* START Record set *

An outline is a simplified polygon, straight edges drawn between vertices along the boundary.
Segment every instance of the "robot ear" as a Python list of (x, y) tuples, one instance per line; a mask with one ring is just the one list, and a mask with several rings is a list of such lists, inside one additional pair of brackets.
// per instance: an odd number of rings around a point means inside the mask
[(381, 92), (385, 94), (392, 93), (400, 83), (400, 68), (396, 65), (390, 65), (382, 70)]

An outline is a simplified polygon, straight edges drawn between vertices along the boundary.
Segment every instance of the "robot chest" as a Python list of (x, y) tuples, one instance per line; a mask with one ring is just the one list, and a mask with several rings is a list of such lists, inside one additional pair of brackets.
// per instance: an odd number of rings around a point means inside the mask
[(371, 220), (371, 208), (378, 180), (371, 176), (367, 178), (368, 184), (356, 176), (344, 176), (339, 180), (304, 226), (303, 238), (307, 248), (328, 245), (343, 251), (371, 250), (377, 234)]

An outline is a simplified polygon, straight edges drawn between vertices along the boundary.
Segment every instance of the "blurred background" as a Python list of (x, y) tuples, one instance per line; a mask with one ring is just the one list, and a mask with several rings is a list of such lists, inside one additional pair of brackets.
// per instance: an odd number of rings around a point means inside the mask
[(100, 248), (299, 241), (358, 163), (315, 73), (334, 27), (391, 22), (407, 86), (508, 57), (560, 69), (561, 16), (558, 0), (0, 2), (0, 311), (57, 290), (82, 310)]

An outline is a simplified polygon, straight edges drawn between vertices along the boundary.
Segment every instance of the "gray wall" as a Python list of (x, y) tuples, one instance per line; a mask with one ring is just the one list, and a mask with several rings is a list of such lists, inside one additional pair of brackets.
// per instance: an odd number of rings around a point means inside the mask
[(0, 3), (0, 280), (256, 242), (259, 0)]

* END Record set *

» Exercise goal: Rewrite the lines above as a numbered list, leaving out the blank lines.

» Response:
1. An outline is a simplified polygon, straight edges drawn between vertices along the boundary.
2. Segment every instance of the "robot ear" as a Python list of (x, y) tuples, one instance per line; a mask with one ring is just the one list, and a mask with several rings is a list of such lists, inside one additional pair of brackets.
3. // per instance: an odd number of rings around a point means inside the mask
4. [(381, 92), (385, 94), (392, 93), (400, 83), (400, 68), (396, 65), (390, 65), (382, 70)]
5. An outline is a simplified polygon, straight edges drawn between vertices along the boundary.
6. Segment every instance of the "robot chest" as a Python list of (x, y) tuples, one instance per line; a mask with one ring is just the one list, and a mask with several rings is a list of such lists, inside one additional pair of brackets.
7. // per instance: an odd number of rings around a point means inside the mask
8. [(371, 220), (371, 208), (378, 180), (371, 176), (367, 178), (368, 184), (356, 176), (344, 176), (339, 180), (304, 226), (303, 238), (307, 248), (328, 245), (343, 251), (371, 250), (377, 234)]
9. An outline is a simplified polygon, straight edges drawn between vertices along the boundary.
10. Segment every instance of the "blurred background" as a Python list of (x, y) tuples, one instance per line; a mask with one ring is just the one list, and a mask with several rings is a list of such lists, inside one additional pair of brackets.
11. // per instance: an odd number of rings around a point means inside the mask
12. [(100, 248), (299, 241), (358, 163), (315, 73), (334, 27), (391, 22), (407, 86), (508, 57), (560, 69), (561, 16), (558, 0), (0, 2), (0, 311), (57, 290), (82, 310)]
13. An outline is a simplified polygon, straight edges drawn between vertices along the boundary.
14. Segment every instance of the "gray wall" as a Python list of (x, y) tuples, one instance per line; a mask with one ring is just the one list, and a mask with several rings is a list of such lists, inside one additional pair of brackets.
15. // per instance: an odd number of rings around a point means inside the mask
16. [(0, 3), (0, 280), (256, 242), (259, 0)]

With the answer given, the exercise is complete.